_Extrait du document_:
# # #
Une fantaisie thermale d’Edmond Rostand

Sur la route qui mène à Cambo-les-bains au pays basque, un virage contourne une petite éminence boisée. Vous la repérerez grâce à une ferme basque (peut-être apercevrez-vous son propriétaire chenu) qui marque le départ d’une allée bifurquant de l’autre côté de la route. Serpentant entre les arbres cette allée dévoile peu à peu une grande façade blanche, large comme trois frontons de pelote basque et striée de poutres rouges. C’est la Villa Arnaga. Bienvenue chez Edmond Rostand !

villa arnaga

En 1901, l’auteur de Cyrano s’est vu prescrire une cure thermale à Cambo pour soigner ses bronches. Charmé par la douceur du pays basque, il décide de s’y installer. Voyant les choses en grand après ses récents succès parisiens (au théâtre comme à l’Académie), il y fait construire une villa fantaisiste mais disposant de tout le confort moderne, de style basque à l’extérieur, mais complètement Art Nouveau à l’intérieur.

Toi qui viens partager notre lumière blonde
Et t’asseoir au festin des horizons changeants,
N’entre qu’avec ton cœur, n’apporte rien du monde
Et ne raconte pas ce que disent les gens.

Dûment averti par le quatrain qui orne la porte d’entrée, on y pénètre par un des côtés. Immédiatement nous sommes introduits dans l’élégant vestibule dallé de noir et de blanc. Un escalier en éventail nous invite aux étages supérieurs tandis qu’une grande porte devant nous mène au salon, une vraie salle de bal, largement ouverte des deux côtés sur le jardin à la française au sud (« notre petit Versailles à nous » me glisse mon accompagnatrice) et sur un jardin anglais au nord. Deux ambiances pour une salle dédiée à l’art : des fresques ornent les murs en hauteur, représentant le poème de « La fête chez Thérèse » de Victor Hugo. Un piano à queue trône, seul, au milieu de la pièce, cadeau du compositeur Jules Massenet à Rosemonde, la femme d’Edmond Rostand.
# # #
_À faire_:
1. Reproduisez tout le passage sur la Villa Arnaga, de « En 1901, l’auteur » jusqu'à « Nouveau à l’intérieur. ».
2. D'après le texte sur la Villa Arnaga, pourquoi Edmond Rostand est-il venu à Cambo en 1901, et pourquoi a-t-il choisi d'y rester ? Répondez en une à trois phrases.
3. Reprenez la description de la Villa Arnaga juste après sa dernière phrase et poursuivez-la.
Les enregistrements n'ont aucun rôle dans ce travail.

_Données_:
# # #
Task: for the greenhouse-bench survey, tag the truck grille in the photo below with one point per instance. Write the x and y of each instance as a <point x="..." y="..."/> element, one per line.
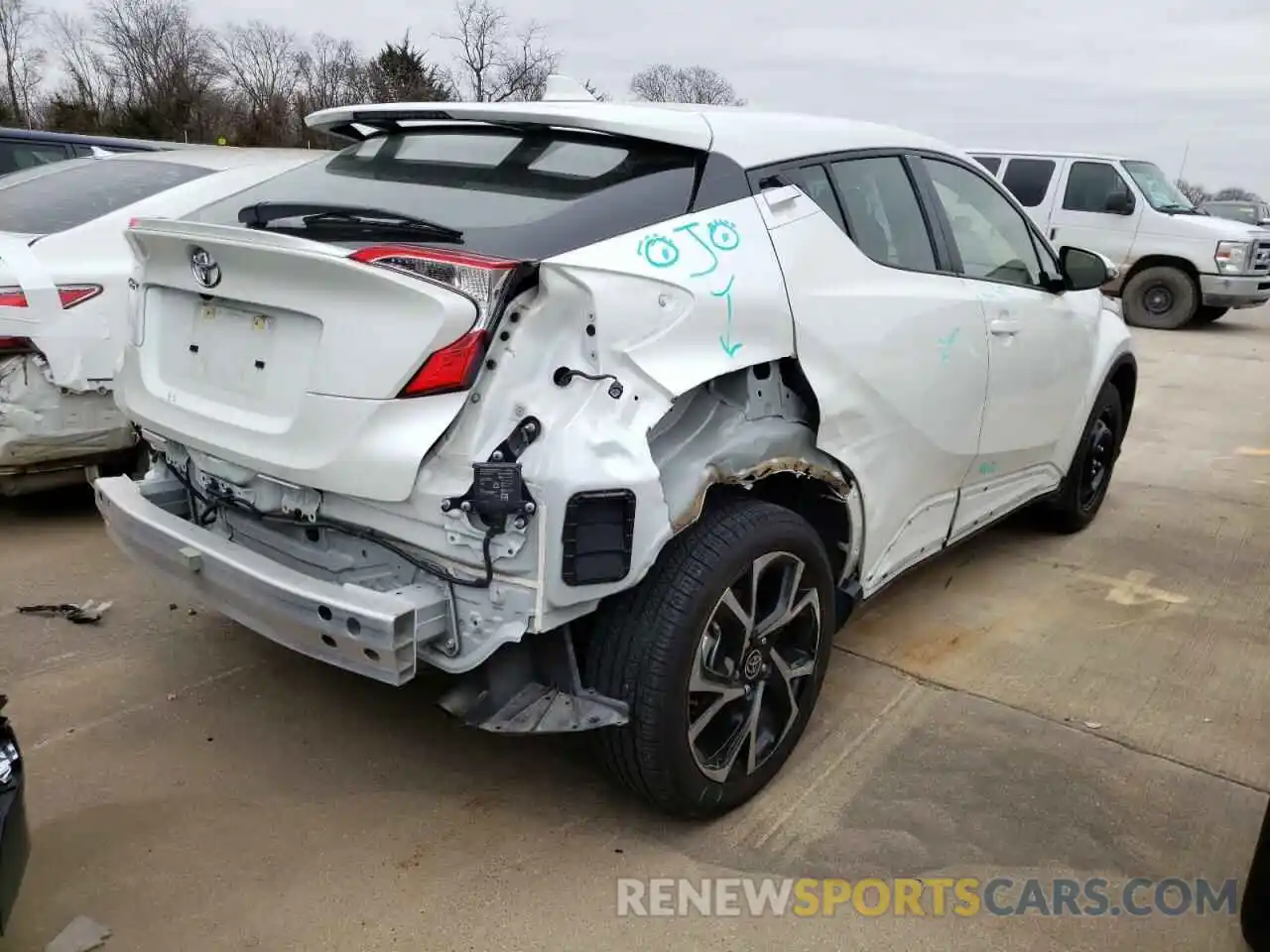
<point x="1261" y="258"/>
# # #
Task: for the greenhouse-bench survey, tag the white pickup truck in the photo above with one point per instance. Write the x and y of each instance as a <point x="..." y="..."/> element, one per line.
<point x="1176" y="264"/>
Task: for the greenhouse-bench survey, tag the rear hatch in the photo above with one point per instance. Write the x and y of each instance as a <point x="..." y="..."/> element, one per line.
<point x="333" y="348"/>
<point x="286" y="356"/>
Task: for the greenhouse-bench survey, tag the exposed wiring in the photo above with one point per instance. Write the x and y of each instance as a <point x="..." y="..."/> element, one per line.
# # #
_Réponses_:
1.
En 1901, l’auteur de Cyrano s’est vu prescrire une cure thermale à Cambo pour soigner ses bronches. Charmé par la douceur du pays basque, il décide de s’y installer. Voyant les choses en grand après ses récents succès parisiens (au théâtre comme à l’Académie), il y fait construire une villa fantaisiste mais disposant de tout le confort moderne, de style basque à l’extérieur, mais complètement Art Nouveau à l’intérieur.

2. Il s'est vu prescrire une cure thermale à Cambo pour soigner ses bronches. Charmé par la douceur du pays basque, il a ensuite décidé de s'y installer.

3.
arnaga1

Par une porte en fer forgé, surmontée d’une galerie qui mène directement aux appartements du maître de céans, nous pénétrons dans la bibliothèque : petite pièce bordée de livres, de fresques de nymphe paresseuses et de banquettes moelleuses invitant au plaisir de la lecture.

arnaga

Enfin montons. La pièce la plus intéressante pour le visiteur est la salle de bain d’Edmond ! Conçue pour ses séances d’hydrothérapie, elle est spacieuse, entièrement carrelée et dotée des fournitures dernier cri de la Belle Epoque : douche réglable (selon la puissance du jet et sa surface), chauffe-bain électrique, table de massage (ayant appartenu à Sarah Bernhardt), robinetterie d’eau chaude et d’eau froide…

villa-arnaga

Ensuite une enfilade de pièces nous conduit de la chambre d’Edmond à la chambre de Rosemonde en passant par la chambre et la salle de jeu des enfants (ils étaient deux : Maurice et Jean). Toutes donnent sur les carrés bien ordonnés du jardin et son petit canal. La scénographie du jardin est complétée par une colonnade en arrière-plan qui sert de marchepied pour les montagnes, petites et bleues, à l’horizon. Un parfait décor de théâtre pour la scène de déclaration d’amour de Cyrano à Roxane !

Derrière la romantique colonnade se trouve… une superbe basse-cour de poules ! Voulue par Edmond, elle lui a servi d’inspiration pour sa fable animalière, Chantecler, composée à Arnaga. Mais revenons à l’étage. Parmi les pièces donnant sur le nord se trouve le bureau du secrétaire d’Edmond, entièrement recouvert de boiseries, et le boudoir de Madame, véritable ode à la fantaisie des contes de fée et s’ornant d’une curieuse pendule avec 14 heures, oeuvre du père de Boris Vian !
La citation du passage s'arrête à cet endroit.